Saints Row | Un empire boiteux

par Anthony F.

Autrefois GTA-like sans grande surprise à la sortie du premier épisode de la série en 2006, Saints Row a parcouru un sacré chemin, prenant une tournure inattendue dès son troisième épisode (sous-titré « The Third ») avec un titre à la folie sans limite, dans un univers de gangsters de moins en moins réaliste pour toujours pousser le curseur du grand n’importe quoi un peu plus loin. Entre-temps, la série s’est autant intéressée aux aliens (Saints Row IV) qu’à un passage en enfer (Saints Row : Gat out of Hell), jusqu’à ce que les développeur·euse·s de Volition décident de rebooter leur série. Et nous y voilà, avec un renouveau simplement intitulé Saints Row, qui revient à une formule plus terre à terre, sans pour autant renier la pointe de folie qui fait le sel de la série.

Cette critique a été écrite avec un exemplaire envoyé par l’éditeur. Jeu terminé sur PlayStation 5 en une quinzaine d’heures.

Baron du crime

© 2022 Deep Silver / Volition

Ce reboot de Saints Row débute alors que le gang historique de la série n’existe pas encore. Notre personnage, que l’on crée intégralement, est membre des forces spéciales du groupe « Marshall », une entreprise ultra-capitaliste qui se fait une place au soleil en profitant de la militarisation de la société. Cette sorte de métaphore du NRA aux États-Unis va évidemment décevoir notre personnage, abandonné lors d’une opération qui a mal tourné face à un criminel très recherché, le Nahual. Quelques mois plus tard, le héros ou l’héroïne est devenu·e un·e gangster raté·e, alignant les petits braquages ici et là et les coups ratés avec ses potes. Le but du jeu est alors simple : faire évoluer son clan, qui s’appellera évidemment les Saints, en s’entourant des bonnes personnes et en prenant peu à peu le contrôle de la ville. Une ville partagée donc entre Marshall, mais aussi les Panteros, un gang aux influences latines, et les Idoles, des gens qui aiment les couleurs fluo et qui s’annoncent anti-système et quasi-anarchistes. La narration est absolument chaotique, que ce soit volontaire ou non, les missions peinent dans un premier temps à trouver un fil conducteur et les personnages mettent un temps fou à se révéler, mais quelques moments parviennent aussi à faire rire avec l’auto-dérision classique de la saga que l’on retrouve aussi ici. Il y a même quelques missions franchement rigolotes, comme celles où l’on joue un jeu de rôle grandeur nature avec des armes factices et des armures en carton. Des missions où toute la débilité ambiante d’un tel jeu vidéo aux faux airs de GTA-like est illustrée par la futilité d’affrontements où les personnages crient littéralement « piou piou » en tirant avec leurs pistolets en carton. Très drôle à ces instants, comme d’autres où les dialogues font mouche parce qu’une belle dynamique finit par s’installer entre des personnages dont la naïveté tranche avec les rêves de grandeur d’un futur empire criminel, Saints Row souffre quand même aussi d’autres fois où la lourdeur d’une écriture moins inspirée s’impose. C’est donc assez inégal dans l’ensemble.

■ Liste des tâches ■
- A) D'après la critique de Saints Row, en quelle année le premier épisode de la série est-il sorti ?
- B) Dans la critique de Saints Row, recopiez tout ce qui va de « Autrefois GTA-like sans » jusqu'à « de la série. », en changeant « aliens » en « extraterrestres ».
Le matériel n'a aucun rôle à jouer dans ce travail.

■ Entrées répertoriées ■
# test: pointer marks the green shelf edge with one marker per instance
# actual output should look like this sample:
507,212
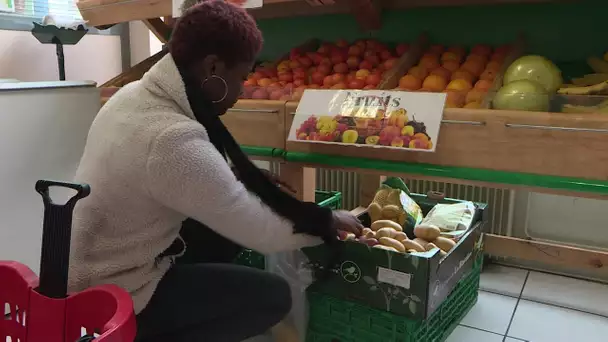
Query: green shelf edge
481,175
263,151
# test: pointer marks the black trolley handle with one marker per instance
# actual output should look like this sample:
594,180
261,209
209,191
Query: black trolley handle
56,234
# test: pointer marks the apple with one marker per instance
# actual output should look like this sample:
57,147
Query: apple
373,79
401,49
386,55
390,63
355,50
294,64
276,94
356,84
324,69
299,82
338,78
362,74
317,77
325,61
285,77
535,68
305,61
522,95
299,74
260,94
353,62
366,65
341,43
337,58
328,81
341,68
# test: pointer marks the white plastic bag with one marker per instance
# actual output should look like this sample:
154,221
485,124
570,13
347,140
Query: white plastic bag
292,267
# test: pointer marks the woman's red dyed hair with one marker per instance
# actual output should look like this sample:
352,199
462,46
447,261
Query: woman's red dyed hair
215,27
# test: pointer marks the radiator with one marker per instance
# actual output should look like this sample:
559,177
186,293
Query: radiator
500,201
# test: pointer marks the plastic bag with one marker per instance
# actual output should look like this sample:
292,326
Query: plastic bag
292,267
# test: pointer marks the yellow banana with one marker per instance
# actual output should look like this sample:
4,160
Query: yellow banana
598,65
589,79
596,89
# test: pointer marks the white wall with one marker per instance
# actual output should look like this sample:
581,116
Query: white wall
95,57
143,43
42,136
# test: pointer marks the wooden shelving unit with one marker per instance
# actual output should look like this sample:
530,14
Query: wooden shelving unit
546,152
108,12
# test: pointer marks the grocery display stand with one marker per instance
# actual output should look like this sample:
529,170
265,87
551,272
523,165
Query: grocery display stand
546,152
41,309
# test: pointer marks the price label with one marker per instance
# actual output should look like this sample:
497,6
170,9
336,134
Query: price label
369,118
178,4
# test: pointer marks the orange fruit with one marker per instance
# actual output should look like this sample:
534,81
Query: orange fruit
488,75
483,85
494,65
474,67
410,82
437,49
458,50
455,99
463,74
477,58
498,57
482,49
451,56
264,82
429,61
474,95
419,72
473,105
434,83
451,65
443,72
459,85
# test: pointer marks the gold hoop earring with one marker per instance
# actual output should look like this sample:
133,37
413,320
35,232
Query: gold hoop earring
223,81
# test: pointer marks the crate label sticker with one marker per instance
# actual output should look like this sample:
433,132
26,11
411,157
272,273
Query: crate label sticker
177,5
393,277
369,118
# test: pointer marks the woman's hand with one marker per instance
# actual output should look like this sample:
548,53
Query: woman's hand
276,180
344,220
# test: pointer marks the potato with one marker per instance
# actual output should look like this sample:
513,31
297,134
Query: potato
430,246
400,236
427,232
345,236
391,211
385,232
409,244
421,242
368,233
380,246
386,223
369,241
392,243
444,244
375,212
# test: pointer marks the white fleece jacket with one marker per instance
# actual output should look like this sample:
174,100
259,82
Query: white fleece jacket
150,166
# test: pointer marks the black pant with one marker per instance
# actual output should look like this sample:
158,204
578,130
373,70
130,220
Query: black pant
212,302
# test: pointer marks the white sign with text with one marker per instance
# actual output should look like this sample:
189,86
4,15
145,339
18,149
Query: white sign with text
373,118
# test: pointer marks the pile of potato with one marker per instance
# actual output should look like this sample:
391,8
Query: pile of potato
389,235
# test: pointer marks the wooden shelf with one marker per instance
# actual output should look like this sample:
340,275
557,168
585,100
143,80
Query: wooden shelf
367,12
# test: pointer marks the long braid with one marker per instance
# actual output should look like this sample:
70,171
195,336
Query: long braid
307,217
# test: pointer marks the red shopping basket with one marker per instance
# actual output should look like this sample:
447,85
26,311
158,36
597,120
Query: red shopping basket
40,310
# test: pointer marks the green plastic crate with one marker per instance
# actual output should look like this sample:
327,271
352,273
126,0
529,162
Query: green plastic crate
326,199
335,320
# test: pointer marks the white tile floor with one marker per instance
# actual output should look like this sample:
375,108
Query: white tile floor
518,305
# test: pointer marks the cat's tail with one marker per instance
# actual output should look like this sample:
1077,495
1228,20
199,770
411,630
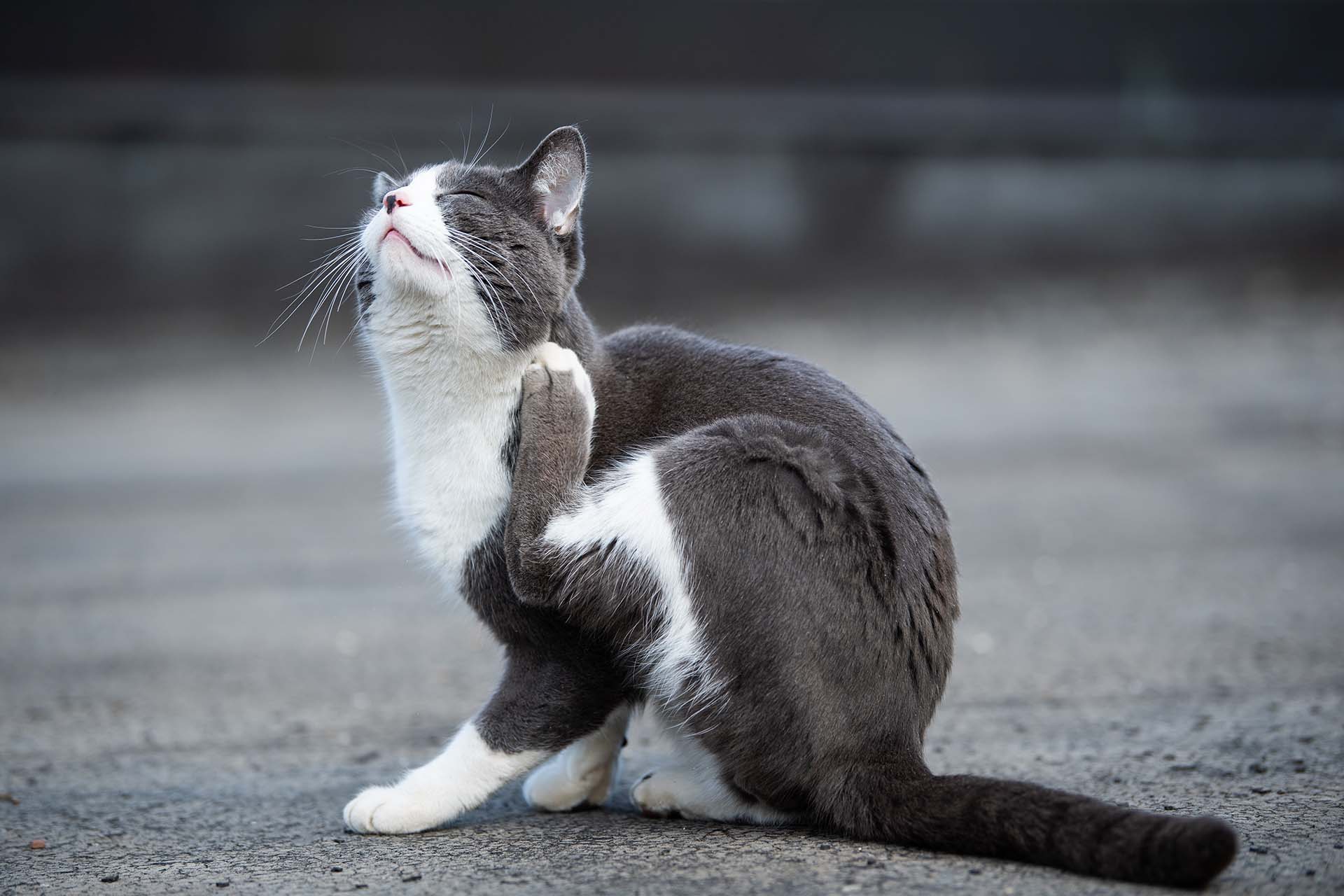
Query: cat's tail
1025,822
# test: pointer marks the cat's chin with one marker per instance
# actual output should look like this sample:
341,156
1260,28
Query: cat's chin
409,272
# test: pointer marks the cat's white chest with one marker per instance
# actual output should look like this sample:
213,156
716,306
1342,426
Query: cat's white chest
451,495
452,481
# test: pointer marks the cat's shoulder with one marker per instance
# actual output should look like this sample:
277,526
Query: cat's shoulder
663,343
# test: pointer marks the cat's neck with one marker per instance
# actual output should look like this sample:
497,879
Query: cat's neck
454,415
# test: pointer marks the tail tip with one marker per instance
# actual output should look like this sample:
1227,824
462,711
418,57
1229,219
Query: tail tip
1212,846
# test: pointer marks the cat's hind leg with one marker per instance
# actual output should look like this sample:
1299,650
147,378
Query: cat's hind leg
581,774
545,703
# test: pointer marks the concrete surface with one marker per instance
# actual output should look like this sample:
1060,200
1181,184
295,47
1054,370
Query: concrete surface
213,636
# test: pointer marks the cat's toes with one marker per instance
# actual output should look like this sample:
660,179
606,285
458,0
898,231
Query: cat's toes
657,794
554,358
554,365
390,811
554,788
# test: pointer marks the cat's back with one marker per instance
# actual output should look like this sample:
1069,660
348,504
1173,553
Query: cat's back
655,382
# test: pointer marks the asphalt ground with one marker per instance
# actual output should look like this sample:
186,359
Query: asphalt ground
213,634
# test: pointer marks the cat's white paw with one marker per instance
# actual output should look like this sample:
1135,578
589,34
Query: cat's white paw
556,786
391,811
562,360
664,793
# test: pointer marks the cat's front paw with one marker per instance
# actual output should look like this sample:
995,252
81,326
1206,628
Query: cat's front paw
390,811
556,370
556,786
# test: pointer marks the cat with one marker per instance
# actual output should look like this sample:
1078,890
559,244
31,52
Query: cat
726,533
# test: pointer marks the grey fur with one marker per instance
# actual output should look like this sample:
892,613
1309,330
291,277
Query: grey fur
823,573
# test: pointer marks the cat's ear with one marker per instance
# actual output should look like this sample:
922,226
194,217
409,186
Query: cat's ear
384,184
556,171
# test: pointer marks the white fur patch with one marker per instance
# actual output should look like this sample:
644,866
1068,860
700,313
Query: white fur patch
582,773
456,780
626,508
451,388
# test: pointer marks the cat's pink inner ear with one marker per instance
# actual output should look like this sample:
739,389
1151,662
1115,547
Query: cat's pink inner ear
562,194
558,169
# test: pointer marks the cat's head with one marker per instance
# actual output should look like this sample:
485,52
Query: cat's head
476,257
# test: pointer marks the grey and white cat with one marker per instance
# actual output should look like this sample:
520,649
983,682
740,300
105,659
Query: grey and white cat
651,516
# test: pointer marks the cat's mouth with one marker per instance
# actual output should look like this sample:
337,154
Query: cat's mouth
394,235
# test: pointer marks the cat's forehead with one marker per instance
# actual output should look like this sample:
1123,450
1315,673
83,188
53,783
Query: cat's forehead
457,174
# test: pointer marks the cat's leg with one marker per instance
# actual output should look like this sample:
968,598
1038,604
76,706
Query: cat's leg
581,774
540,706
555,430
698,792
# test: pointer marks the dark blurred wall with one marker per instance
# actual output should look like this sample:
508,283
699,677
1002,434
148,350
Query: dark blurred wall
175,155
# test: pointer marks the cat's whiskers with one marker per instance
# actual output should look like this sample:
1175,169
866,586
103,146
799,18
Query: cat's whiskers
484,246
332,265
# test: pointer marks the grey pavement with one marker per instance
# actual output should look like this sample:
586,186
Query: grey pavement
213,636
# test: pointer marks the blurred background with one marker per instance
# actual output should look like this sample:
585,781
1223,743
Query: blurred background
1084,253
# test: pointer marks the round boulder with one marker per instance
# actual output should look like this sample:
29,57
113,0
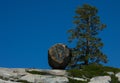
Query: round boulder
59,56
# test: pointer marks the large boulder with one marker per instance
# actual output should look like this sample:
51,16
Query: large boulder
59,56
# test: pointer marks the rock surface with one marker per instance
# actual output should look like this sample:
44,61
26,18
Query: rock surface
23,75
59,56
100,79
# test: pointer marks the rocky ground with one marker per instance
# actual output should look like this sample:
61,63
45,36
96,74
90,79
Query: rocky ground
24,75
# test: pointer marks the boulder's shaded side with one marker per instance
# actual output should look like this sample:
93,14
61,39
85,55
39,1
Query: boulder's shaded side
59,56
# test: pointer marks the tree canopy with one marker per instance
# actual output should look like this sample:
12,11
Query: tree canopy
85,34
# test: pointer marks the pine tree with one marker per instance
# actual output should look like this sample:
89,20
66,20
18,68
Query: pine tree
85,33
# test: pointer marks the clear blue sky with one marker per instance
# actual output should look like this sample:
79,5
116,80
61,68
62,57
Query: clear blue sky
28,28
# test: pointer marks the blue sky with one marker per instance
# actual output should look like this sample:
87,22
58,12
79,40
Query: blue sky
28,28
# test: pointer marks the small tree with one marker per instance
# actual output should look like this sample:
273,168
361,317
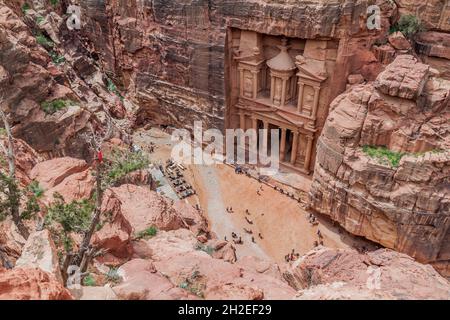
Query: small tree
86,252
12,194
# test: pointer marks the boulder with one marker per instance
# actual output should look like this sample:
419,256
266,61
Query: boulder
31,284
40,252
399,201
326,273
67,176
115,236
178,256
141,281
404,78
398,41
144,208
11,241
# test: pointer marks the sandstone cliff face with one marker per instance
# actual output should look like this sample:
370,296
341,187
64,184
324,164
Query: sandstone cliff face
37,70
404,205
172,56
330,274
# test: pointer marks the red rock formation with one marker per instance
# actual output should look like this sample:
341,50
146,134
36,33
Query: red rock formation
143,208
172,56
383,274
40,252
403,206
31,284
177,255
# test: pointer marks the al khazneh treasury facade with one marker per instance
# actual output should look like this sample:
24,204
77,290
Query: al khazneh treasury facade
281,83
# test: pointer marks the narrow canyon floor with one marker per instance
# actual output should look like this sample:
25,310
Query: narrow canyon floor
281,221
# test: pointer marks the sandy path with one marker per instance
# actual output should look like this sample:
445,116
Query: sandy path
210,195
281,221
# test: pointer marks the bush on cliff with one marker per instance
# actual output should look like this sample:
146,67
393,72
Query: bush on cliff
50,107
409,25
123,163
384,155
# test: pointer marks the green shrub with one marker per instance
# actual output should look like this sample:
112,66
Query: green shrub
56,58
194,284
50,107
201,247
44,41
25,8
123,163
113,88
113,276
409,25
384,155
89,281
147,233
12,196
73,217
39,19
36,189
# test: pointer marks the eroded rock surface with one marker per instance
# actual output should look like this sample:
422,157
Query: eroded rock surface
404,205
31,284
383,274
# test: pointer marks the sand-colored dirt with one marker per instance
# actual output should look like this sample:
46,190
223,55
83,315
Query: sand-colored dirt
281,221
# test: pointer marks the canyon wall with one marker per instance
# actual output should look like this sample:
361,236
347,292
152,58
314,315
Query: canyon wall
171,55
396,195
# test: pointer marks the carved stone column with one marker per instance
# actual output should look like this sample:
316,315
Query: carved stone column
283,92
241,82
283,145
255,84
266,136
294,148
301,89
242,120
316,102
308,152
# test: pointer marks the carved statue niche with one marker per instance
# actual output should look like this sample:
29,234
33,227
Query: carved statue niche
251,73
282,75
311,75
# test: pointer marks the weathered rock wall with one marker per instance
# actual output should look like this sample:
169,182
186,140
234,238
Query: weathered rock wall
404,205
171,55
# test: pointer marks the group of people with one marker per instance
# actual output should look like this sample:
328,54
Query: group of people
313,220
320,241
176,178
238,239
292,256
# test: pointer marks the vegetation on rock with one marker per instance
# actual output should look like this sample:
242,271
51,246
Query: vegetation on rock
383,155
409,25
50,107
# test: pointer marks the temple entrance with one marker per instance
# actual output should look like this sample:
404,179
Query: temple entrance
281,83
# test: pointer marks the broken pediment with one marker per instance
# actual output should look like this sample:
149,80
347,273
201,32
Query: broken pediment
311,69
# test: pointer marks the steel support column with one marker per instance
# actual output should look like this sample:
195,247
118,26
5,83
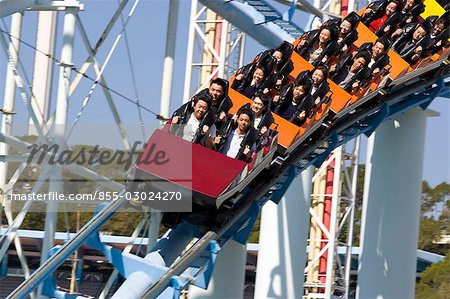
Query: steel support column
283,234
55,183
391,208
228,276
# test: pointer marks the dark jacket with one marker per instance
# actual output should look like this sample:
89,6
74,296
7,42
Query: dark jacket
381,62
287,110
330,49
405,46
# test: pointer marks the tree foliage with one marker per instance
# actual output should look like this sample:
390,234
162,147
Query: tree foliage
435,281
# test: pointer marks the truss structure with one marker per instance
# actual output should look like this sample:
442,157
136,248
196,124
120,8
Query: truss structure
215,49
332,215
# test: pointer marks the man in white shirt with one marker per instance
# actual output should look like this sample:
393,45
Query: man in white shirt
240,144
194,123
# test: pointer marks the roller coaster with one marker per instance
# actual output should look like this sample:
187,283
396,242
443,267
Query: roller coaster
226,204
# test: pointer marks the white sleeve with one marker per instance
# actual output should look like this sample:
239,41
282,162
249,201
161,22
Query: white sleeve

■ Réponses aux tâches ■
- A) Le premier épisode est sorti en 2006.

- B)
Autrefois GTA-like sans grande surprise à la sortie du premier épisode de la série en 2006, Saints Row a parcouru un sacré chemin, prenant une tournure inattendue dès son troisième épisode (sous-titré « The Third ») avec un titre à la folie sans limite, dans un univers de gangsters de moins en moins réaliste pour toujours pousser le curseur du grand n’importe quoi un peu plus loin. Entre-temps, la série s’est autant intéressée aux extraterrestres (Saints Row IV) qu’à un passage en enfer (Saints Row : Gat out of Hell), jusqu’à ce que les développeur·euse·s de Volition décident de rebooter leur série. Et nous y voilà, avec un renouveau simplement intitulé Saints Row, qui revient à une formule plus terre à terre, sans pour autant renier la pointe de folie qui fait le sel de la série.